# Problem
Put the part of the data that opens with the line containing "search: man with white beard" and runs through the end of the data into a Markdown table with the columns No. and Text. Number each line in order, and leave out blank lines.

# Records for the task
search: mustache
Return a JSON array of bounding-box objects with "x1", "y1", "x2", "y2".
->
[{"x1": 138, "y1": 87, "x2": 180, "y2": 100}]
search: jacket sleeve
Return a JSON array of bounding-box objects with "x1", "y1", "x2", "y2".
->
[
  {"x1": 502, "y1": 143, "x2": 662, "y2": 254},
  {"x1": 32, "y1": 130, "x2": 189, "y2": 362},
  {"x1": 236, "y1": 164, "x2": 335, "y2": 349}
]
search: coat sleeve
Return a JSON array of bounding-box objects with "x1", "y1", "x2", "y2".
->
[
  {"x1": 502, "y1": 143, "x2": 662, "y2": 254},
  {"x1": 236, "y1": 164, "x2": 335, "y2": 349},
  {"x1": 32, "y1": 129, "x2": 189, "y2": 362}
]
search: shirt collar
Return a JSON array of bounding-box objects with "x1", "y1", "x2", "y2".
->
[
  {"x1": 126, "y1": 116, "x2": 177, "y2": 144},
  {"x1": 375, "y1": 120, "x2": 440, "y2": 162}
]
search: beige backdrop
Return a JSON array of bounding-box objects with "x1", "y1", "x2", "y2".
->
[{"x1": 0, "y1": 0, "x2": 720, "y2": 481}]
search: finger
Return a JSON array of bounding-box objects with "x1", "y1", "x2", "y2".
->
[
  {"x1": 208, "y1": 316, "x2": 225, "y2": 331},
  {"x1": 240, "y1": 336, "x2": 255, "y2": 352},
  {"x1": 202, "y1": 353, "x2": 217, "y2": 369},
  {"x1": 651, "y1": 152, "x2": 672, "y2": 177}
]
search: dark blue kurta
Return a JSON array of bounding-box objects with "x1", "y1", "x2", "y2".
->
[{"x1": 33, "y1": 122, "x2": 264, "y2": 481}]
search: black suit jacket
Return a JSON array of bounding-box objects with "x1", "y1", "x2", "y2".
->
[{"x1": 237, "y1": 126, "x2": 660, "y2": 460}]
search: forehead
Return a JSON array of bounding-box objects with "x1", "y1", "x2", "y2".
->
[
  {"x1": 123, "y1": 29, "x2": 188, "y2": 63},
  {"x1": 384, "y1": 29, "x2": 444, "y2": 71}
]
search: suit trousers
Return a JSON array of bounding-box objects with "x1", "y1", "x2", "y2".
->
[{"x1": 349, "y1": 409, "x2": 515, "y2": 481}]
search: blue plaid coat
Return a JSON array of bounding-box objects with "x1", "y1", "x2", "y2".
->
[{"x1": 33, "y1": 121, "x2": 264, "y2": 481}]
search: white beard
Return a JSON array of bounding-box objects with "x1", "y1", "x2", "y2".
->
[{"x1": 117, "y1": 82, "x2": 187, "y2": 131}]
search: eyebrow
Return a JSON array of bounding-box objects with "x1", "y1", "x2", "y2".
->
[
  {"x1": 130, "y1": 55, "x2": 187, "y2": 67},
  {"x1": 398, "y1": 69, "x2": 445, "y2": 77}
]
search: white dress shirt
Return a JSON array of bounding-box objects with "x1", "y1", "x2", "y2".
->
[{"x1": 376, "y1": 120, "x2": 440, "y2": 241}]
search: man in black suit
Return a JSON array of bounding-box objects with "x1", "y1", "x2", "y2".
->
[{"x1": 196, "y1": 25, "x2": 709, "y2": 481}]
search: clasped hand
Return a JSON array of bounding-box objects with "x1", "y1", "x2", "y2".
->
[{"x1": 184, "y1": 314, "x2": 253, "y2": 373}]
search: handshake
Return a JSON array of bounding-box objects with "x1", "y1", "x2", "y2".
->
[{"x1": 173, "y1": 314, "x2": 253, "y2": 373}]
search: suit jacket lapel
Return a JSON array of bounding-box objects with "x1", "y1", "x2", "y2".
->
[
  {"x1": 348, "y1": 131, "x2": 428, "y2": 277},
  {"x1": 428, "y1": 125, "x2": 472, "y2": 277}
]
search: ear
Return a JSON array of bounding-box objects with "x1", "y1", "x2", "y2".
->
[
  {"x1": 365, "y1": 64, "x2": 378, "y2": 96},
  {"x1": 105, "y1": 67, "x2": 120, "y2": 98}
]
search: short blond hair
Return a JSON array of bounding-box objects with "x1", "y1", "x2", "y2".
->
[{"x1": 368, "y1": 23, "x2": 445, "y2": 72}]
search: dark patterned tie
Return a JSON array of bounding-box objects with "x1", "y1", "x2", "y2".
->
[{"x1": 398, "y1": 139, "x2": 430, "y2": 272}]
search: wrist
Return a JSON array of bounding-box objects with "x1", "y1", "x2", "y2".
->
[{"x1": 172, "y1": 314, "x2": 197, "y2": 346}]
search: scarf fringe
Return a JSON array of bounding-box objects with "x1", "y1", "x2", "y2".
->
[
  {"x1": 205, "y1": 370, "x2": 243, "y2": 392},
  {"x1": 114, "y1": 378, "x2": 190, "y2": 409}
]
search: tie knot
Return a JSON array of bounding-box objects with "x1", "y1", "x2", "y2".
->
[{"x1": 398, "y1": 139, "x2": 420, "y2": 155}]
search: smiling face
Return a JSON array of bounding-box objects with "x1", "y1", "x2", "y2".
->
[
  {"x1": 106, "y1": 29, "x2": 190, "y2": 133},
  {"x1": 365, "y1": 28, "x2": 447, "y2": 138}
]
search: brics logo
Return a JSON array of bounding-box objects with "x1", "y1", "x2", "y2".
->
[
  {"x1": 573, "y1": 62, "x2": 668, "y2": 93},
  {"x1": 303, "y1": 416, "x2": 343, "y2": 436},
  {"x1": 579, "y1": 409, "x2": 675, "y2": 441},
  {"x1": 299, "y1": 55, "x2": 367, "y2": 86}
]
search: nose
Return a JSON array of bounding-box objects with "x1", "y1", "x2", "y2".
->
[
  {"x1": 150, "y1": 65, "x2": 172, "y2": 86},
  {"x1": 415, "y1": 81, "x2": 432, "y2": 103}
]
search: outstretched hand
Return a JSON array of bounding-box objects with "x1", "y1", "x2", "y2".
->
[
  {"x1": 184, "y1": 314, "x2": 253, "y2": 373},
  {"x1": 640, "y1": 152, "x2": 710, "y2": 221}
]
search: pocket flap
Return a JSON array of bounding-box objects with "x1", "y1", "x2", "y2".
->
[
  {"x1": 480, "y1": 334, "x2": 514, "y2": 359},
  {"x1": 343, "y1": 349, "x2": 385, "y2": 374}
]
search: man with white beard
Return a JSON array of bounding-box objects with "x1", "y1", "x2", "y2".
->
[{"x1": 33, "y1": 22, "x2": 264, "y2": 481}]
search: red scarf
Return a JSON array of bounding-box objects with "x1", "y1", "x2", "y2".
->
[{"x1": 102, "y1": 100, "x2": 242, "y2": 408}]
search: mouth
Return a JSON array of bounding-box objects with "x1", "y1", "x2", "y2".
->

# In response
| No. | Text |
|---|---|
| 1 | search: man with white beard |
| 2 | Return a JSON array of bounding-box objects with "x1", "y1", "x2", "y2". |
| 3 | -> |
| 4 | [{"x1": 33, "y1": 22, "x2": 264, "y2": 481}] |
| 5 | search: red scarf |
| 6 | Return a JSON array of bounding-box objects with "x1", "y1", "x2", "y2". |
| 7 | -> |
| 8 | [{"x1": 102, "y1": 100, "x2": 242, "y2": 408}] |
| 9 | search: mouth |
| 10 | Return a JSON array of bounding-box objects with "x1", "y1", "x2", "y2". |
| 11 | -> |